→ Exercise details:
Keep the images out while you retype all of the data exactly.

### Input for this task

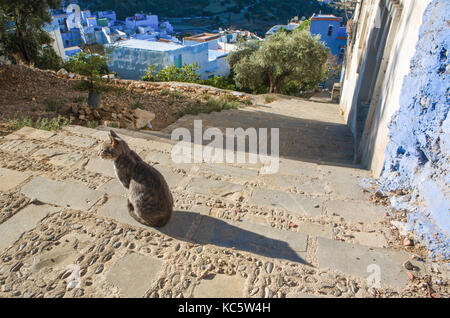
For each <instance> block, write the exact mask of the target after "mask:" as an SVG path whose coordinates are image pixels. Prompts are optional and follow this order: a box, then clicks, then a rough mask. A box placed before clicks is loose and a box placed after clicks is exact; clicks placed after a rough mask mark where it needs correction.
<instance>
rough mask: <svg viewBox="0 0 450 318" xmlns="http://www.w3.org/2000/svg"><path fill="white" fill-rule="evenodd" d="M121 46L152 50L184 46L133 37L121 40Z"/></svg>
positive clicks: (127, 47)
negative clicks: (134, 37)
mask: <svg viewBox="0 0 450 318" xmlns="http://www.w3.org/2000/svg"><path fill="white" fill-rule="evenodd" d="M119 47H127V48H132V49H141V50H151V51H171V50H176V49H179V48H182V47H183V46H182V45H180V44H175V43H166V42H156V41H145V40H136V39H131V40H126V41H121V42H120V44H119Z"/></svg>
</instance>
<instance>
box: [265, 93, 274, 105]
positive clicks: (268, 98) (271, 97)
mask: <svg viewBox="0 0 450 318" xmlns="http://www.w3.org/2000/svg"><path fill="white" fill-rule="evenodd" d="M275 100H276V98H275V97H274V96H271V95H267V96H266V98H264V103H265V104H269V103H271V102H273V101H275Z"/></svg>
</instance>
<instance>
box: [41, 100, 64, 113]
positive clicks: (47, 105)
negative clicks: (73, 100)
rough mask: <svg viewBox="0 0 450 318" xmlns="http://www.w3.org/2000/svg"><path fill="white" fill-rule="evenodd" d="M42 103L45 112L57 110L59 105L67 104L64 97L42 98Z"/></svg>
mask: <svg viewBox="0 0 450 318" xmlns="http://www.w3.org/2000/svg"><path fill="white" fill-rule="evenodd" d="M42 103H43V104H44V106H45V111H46V112H58V110H59V109H60V107H61V106H64V105H65V104H67V100H66V99H64V98H57V97H50V98H46V99H44V100H43V102H42Z"/></svg>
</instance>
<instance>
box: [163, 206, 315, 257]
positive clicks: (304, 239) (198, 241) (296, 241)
mask: <svg viewBox="0 0 450 318" xmlns="http://www.w3.org/2000/svg"><path fill="white" fill-rule="evenodd" d="M154 229H155V230H157V231H159V232H161V233H163V234H165V235H168V236H171V237H174V238H177V239H181V240H184V241H187V242H193V243H199V244H212V245H216V246H220V247H227V248H233V247H234V248H235V249H236V250H241V251H246V252H251V253H255V254H259V255H262V256H265V257H271V258H281V259H285V260H289V261H293V262H298V263H302V264H307V265H309V264H308V263H307V262H306V261H305V260H304V259H303V258H302V257H301V256H305V255H306V244H307V242H306V239H307V236H306V235H303V234H299V233H294V232H290V231H283V230H276V229H272V228H271V227H269V226H268V225H257V224H252V223H247V222H233V221H223V220H220V219H218V218H215V217H211V216H208V215H204V214H199V213H196V212H190V211H174V212H173V216H172V218H171V220H170V221H169V223H168V224H167V225H165V226H164V227H160V228H154ZM263 233H264V234H263ZM270 236H272V237H274V238H271V237H270ZM280 238H282V239H283V240H280ZM288 241H289V243H288Z"/></svg>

######

→ Answer to this task:
For each <instance> block, write the exact mask of the target after "mask:" as an SVG path whose coordinates are image pixels. Prompts are optional and follow this order: a box, then clicks, then a rough mask. A box placed before clicks is loose and a box placed after clicks is exact; clicks placed after a rough mask mark where it needs correction.
<instance>
rough mask: <svg viewBox="0 0 450 318" xmlns="http://www.w3.org/2000/svg"><path fill="white" fill-rule="evenodd" d="M121 46L152 50L184 46L133 37L121 40Z"/></svg>
positive clicks: (127, 47)
negative clicks: (134, 37)
mask: <svg viewBox="0 0 450 318" xmlns="http://www.w3.org/2000/svg"><path fill="white" fill-rule="evenodd" d="M119 47H127V48H132V49H141V50H151V51H171V50H176V49H179V48H182V47H183V46H182V45H180V44H175V43H166V42H156V41H145V40H136V39H131V40H126V41H121V42H120V44H119Z"/></svg>
</instance>
<instance>
box: [265, 93, 274, 105]
positive clicks: (268, 98) (271, 97)
mask: <svg viewBox="0 0 450 318" xmlns="http://www.w3.org/2000/svg"><path fill="white" fill-rule="evenodd" d="M275 100H276V98H275V97H274V96H271V95H267V96H266V98H264V103H265V104H269V103H271V102H273V101H275Z"/></svg>
</instance>
<instance>
box: [41, 100, 64, 113]
positive clicks: (47, 105)
negative clicks: (73, 100)
rough mask: <svg viewBox="0 0 450 318" xmlns="http://www.w3.org/2000/svg"><path fill="white" fill-rule="evenodd" d="M42 103L45 112L57 110L59 105L67 104L64 97L42 98Z"/></svg>
mask: <svg viewBox="0 0 450 318" xmlns="http://www.w3.org/2000/svg"><path fill="white" fill-rule="evenodd" d="M42 103H43V104H44V106H45V111H46V112H58V110H59V109H60V107H61V106H64V105H65V104H67V100H66V99H64V98H57V97H50V98H46V99H44V100H43V102H42Z"/></svg>
</instance>
<instance>
box: [163, 206, 315, 257]
positive clicks: (304, 239) (198, 241) (296, 241)
mask: <svg viewBox="0 0 450 318" xmlns="http://www.w3.org/2000/svg"><path fill="white" fill-rule="evenodd" d="M154 229H155V230H157V231H159V232H161V233H163V234H165V235H168V236H171V237H174V238H177V239H181V240H184V241H187V242H193V243H199V244H212V245H216V246H220V247H227V248H233V247H234V248H235V249H236V250H241V251H246V252H251V253H255V254H259V255H262V256H265V257H271V258H281V259H285V260H289V261H293V262H298V263H302V264H307V265H309V264H308V263H307V262H306V261H305V260H304V259H303V258H302V257H301V256H305V255H306V244H307V242H306V239H307V236H306V235H303V234H299V233H294V232H290V231H283V230H276V229H272V228H271V227H269V226H268V225H257V224H252V223H247V222H233V221H223V220H220V219H218V218H215V217H211V216H208V215H204V214H199V213H196V212H190V211H174V212H173V216H172V218H171V220H170V221H169V223H168V224H167V225H165V226H164V227H160V228H154ZM263 233H264V234H263ZM270 236H272V237H274V238H271V237H270ZM280 238H282V239H283V240H280ZM288 241H289V243H288Z"/></svg>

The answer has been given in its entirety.